### Requisitos das tarefas
1. Resuma em duas frases a entrevista sobre a Lei Maria da Penha.
2. Prossiga a entrevista sobre a Lei Maria da Penha a partir da última frase apresentada.

### Trecho da fonte
Demorou 19 anos e seis meses para que o meu agressor fosse preso e durante este período, ele foi julgado duas vezes e condenado duas vezes, só que saiu livre diante dos recursos da defesa. Então, no intervalo do primeiro para o segundo julgamento, estava desacreditando da Justiça.

Como é para você ainda estar na linha de frente desse debate e dessas ações de combate à violência contra a mulher depois de tantos anos?
Me sinto muito feliz de ter pessoas que me ajudaram e me ajudam a estar nesse debate porque ele tem uma dimensão muito grande até para criar políticas públicas. A Lei Maria da Penha foi fruto de um consórcio de grupos feministas e essa luta obrigou o Estado brasileiro a mudar sua legislação.

E tem muita gente que critica os movimentos feministas hoje, né?
Critica quem se sente incomodado que o movimento tem ajudado as mulheres. Aprendi muito e sou muito grata às militantes feministas, porque se não fosse por elas, não estaria hoje aqui conversando com você e nem você conversando comigo porque você também deve ter aprendido com o feminismo a fazer o que você quer na sua vida, aprendido que você poderia ter a profissão que quisesse.

O 1º Fórum Brasileiro de Enfrentamento à Violência Doméstica discutiu mudanças na Lei Maria da Penha. O que você acredita que deve ser mudado?
Se a lei que é considerada uma das três melhores leis do mundo não está refletindo aquilo que se espera dela, alguma providência precisa ser tomada.

A falta de implementação de pontos que já existem na lei também tem ocasionado o aumento do feminicídio.

Então é necessário que se esgotem os mecanismos de prevenção da violência doméstica, mas para isso é necessário que realmente as condutas existentes sejam executadas, o que não está acontecendo.

Há um constante debate no meio jurídico sobre se penas mais duras ajudam a diminuir crimes violentos. Como você acha que a Lei Maria da Penha entra nesse debate?
Olha, acho que a pena mais dura deve existir mesmo, porque se um agressor, por exemplo, já foi preso por agredir uma mulher e ele já entrou em outro relacionamento e foi preso novamente pelo mesmo motivo, acho que ele não tem condição de viver em sociedade. Então vamos aumentar essa penalização.

O último anuário do Fórum Brasileiro de Segurança Pública mostrou que houve um aumento de todos os tipos de violência contra a mulher em 2022 em comparação ao último levantamento.

Como você avalia esses dados?
Esse aumento foi muito caracterizado pelo último governo que diminuiu as verbas destinadas à criação de políticas públicas para o combate à violência doméstica, o que enfraqueceu muito o apoio a essas mulheres. Também tem a questão do armamento, a liberação de mais armas para a população. Tudo isso foi uma desconstrução do que foi construído nos anos anteriores.

### Material apresentado
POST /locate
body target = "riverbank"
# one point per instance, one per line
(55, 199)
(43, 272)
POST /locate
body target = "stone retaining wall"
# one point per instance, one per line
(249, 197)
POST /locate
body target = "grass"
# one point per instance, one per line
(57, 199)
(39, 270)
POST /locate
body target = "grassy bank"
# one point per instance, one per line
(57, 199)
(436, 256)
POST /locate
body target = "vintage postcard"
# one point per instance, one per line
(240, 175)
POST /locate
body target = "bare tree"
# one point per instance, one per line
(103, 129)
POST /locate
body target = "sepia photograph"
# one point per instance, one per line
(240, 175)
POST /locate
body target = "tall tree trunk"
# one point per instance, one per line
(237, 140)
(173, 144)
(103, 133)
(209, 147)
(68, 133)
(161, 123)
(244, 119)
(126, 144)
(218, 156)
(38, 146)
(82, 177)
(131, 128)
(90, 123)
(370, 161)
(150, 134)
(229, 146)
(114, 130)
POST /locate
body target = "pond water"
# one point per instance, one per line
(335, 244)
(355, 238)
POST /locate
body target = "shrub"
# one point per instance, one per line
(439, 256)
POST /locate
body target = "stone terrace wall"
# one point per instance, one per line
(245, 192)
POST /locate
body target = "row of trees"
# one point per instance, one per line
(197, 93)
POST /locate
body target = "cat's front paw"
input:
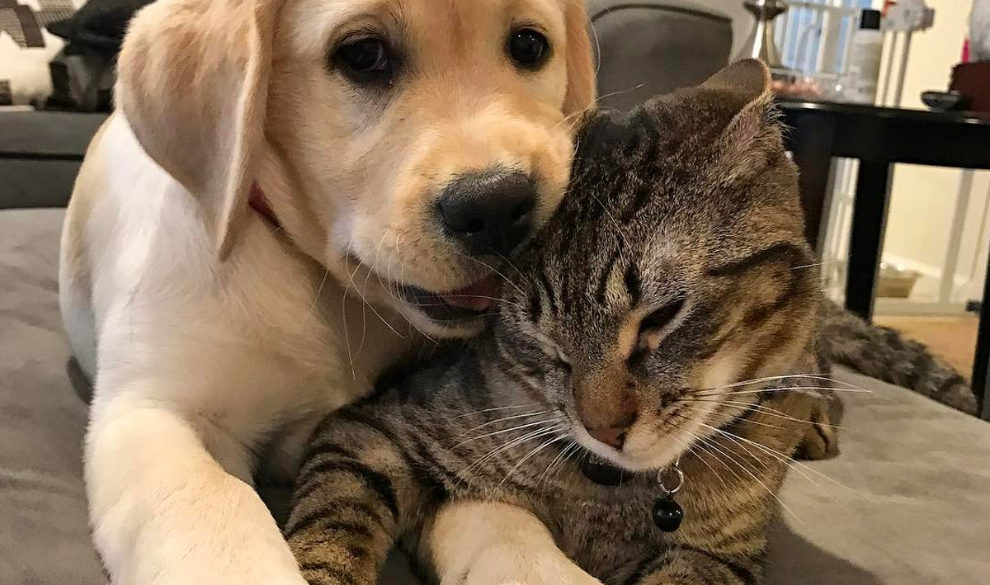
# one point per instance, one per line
(517, 565)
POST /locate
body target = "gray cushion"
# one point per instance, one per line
(906, 503)
(44, 535)
(40, 154)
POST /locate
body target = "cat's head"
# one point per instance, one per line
(676, 267)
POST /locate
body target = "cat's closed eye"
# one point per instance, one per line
(655, 321)
(653, 327)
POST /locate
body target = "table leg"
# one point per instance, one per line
(811, 141)
(866, 240)
(981, 363)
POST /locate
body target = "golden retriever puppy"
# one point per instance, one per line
(292, 195)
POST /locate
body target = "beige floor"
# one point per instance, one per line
(953, 338)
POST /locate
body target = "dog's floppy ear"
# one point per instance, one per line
(581, 84)
(193, 85)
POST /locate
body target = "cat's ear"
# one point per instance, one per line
(748, 78)
(753, 135)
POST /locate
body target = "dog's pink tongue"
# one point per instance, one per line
(474, 297)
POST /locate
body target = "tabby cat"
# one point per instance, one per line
(668, 312)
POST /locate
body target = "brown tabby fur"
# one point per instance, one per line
(672, 282)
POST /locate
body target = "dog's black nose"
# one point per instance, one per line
(489, 212)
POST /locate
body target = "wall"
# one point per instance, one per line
(924, 199)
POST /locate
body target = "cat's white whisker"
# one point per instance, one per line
(493, 409)
(505, 418)
(509, 430)
(527, 457)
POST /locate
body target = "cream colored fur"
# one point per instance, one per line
(215, 340)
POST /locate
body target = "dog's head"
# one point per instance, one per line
(407, 145)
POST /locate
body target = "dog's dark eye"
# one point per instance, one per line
(365, 60)
(528, 48)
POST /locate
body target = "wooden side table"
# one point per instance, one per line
(880, 137)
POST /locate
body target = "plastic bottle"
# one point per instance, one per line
(865, 56)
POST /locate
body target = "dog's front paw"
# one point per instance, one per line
(517, 565)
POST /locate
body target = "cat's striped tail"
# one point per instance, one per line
(883, 353)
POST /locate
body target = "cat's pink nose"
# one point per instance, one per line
(608, 415)
(611, 436)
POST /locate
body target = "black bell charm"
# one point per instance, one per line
(667, 514)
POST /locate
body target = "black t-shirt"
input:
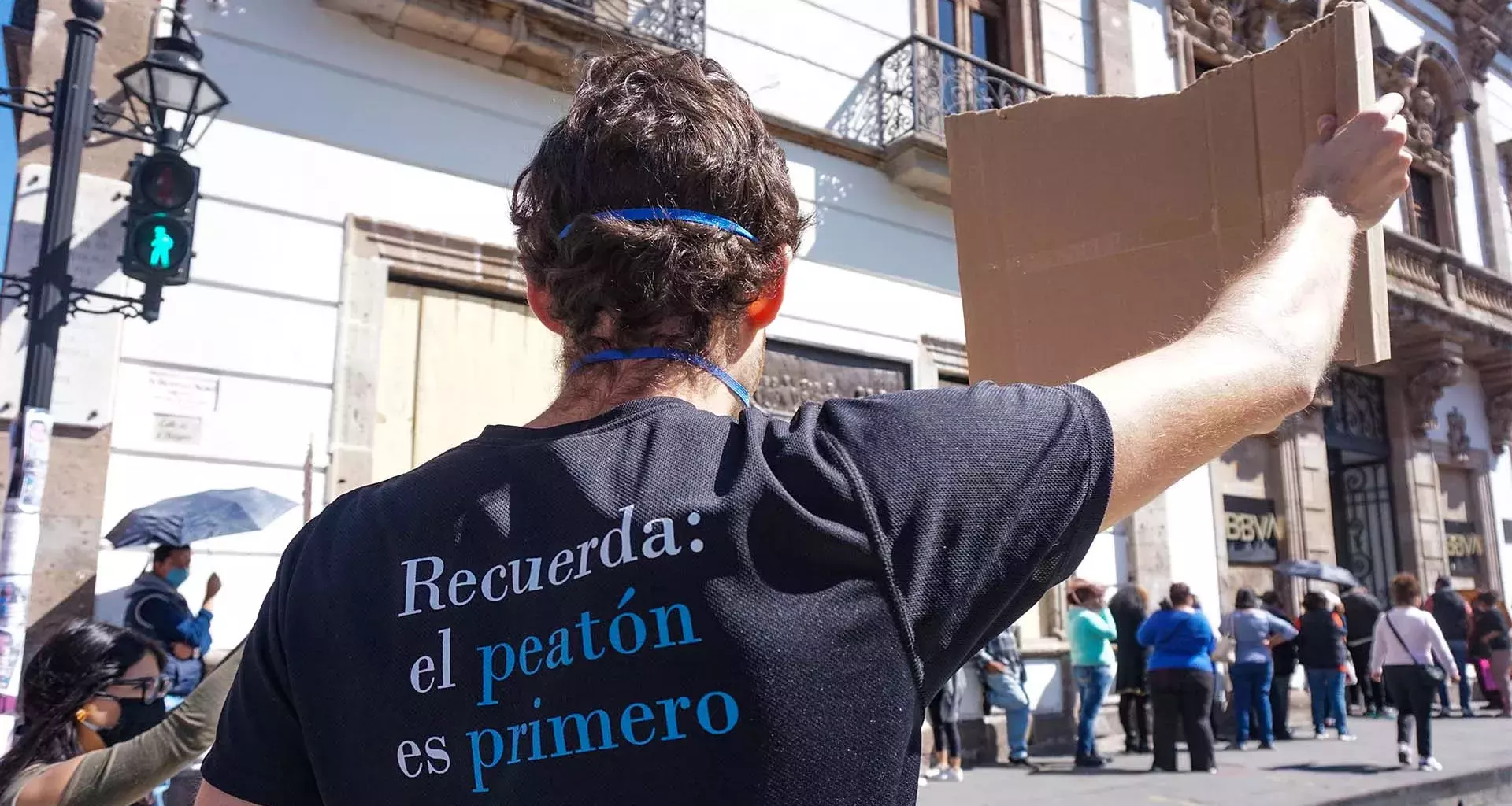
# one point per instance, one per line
(1488, 622)
(662, 605)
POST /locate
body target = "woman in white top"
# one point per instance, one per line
(1406, 645)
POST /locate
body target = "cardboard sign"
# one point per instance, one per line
(1095, 229)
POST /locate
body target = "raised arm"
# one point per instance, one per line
(1265, 346)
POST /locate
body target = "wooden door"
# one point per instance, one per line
(454, 364)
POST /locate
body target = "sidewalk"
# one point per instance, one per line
(1476, 755)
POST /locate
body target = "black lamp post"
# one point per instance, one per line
(169, 82)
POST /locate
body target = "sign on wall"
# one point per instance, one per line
(1464, 548)
(797, 374)
(1252, 531)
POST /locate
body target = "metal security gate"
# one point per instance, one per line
(1364, 522)
(1360, 479)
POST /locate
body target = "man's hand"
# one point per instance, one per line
(210, 589)
(1362, 167)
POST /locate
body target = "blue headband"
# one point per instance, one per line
(662, 213)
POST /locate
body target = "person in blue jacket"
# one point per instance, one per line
(156, 608)
(1181, 646)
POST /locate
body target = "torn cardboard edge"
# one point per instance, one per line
(1128, 215)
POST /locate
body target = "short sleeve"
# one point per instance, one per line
(980, 498)
(259, 752)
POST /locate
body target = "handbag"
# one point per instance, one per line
(1431, 673)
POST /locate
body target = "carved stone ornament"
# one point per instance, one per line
(1499, 420)
(1458, 439)
(1232, 29)
(1480, 28)
(1426, 387)
(1436, 93)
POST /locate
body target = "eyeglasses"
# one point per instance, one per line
(151, 689)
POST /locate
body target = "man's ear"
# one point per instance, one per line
(540, 301)
(764, 310)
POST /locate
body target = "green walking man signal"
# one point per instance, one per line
(159, 221)
(162, 247)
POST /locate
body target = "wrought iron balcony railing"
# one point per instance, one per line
(923, 80)
(673, 23)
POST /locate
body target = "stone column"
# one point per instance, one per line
(1150, 548)
(1305, 502)
(1426, 369)
(1485, 174)
(1115, 47)
(1477, 43)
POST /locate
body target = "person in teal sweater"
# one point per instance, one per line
(1092, 635)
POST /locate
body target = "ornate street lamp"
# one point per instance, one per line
(170, 91)
(170, 98)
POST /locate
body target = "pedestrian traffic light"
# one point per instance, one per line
(159, 221)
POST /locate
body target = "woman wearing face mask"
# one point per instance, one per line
(93, 729)
(156, 608)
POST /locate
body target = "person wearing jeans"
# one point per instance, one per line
(1406, 643)
(1321, 648)
(1254, 633)
(1181, 645)
(1452, 614)
(1004, 675)
(1284, 660)
(1092, 635)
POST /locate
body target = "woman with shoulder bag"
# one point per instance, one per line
(1406, 643)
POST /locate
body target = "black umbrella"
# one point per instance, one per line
(1311, 569)
(212, 513)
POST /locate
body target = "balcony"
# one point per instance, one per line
(1436, 294)
(921, 82)
(532, 39)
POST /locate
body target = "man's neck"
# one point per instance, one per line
(581, 401)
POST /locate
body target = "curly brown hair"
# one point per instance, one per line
(652, 129)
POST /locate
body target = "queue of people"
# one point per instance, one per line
(1165, 667)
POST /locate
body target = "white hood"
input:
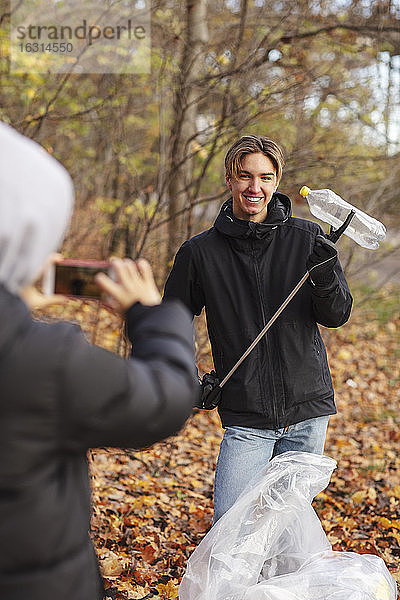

### Respostas dadas
1. Na entrevista sobre a Lei Maria da Penha, relata-se que o agressor levou 19 anos e seis meses para ser preso e que a lei foi fruto de um consórcio de grupos feministas cuja luta obrigou o Estado brasileiro a mudar sua legislação. Defende-se que os pontos já previstos na lei sejam de fato executados e que haja penas mais duras para agressores reincidentes, e atribui-se o aumento da violência contra a mulher ao corte de verbas do último governo e à liberação de mais armas para a população.

2.
“Mais armas facilitam a situação dos agressores, se antes ele poderia lesionar a mulher através de agressão física, por exemplo, com uma arma de fogo ele pode matar”.

E como você acredita que esse cenário pode ser revertido?
Dando continuidade às políticas públicas e aos atendimentos com pessoas capacitadas através do 180.

Que todas as providências que precisam ser tomadas e estão colocadas na Lei Maria da Penha sejam tomadas. Também é importante a criação de novas casas da mulher brasileira.

Também é importante investir numa educação que desconstrói a cultura do machismo, que é algo que a gente ainda não vê em todas as escolas.

Ainda não existe, por exemplo, a inclusão da prateleira Maria da Penha na biblioteca em todas as escolas públicas e a capacitação ampla dos professores para identificar aquelas crianças que trazem casos de violência familiar para a escola.

Há cerca de 15 dias houve a inauguração da primeira prateleira e estamos com previsão de mais quatro inaugurações ainda esse ano.

Outro tema que abordado no 1º Fórum Brasileiro de Enfrentamento à Violência Doméstica foi a masculinidade. Qual o papel dessa discussão no combate à violência contra a mulher?
Acho importante que o combate à violência contra a mulher passe pela conscientização do homem, porque já ouvi depoimentos de locais onde existem grupos que trabalham com isso e que tem, sim, um bom resultado, locais onde os agressores que passaram por esses treinamentos reduziram suas violências.

“Há muitos elogios à Patrulha Maria da Penha, que tem desenvolvido um trabalho muito importante onde o homem é também conscientizado.”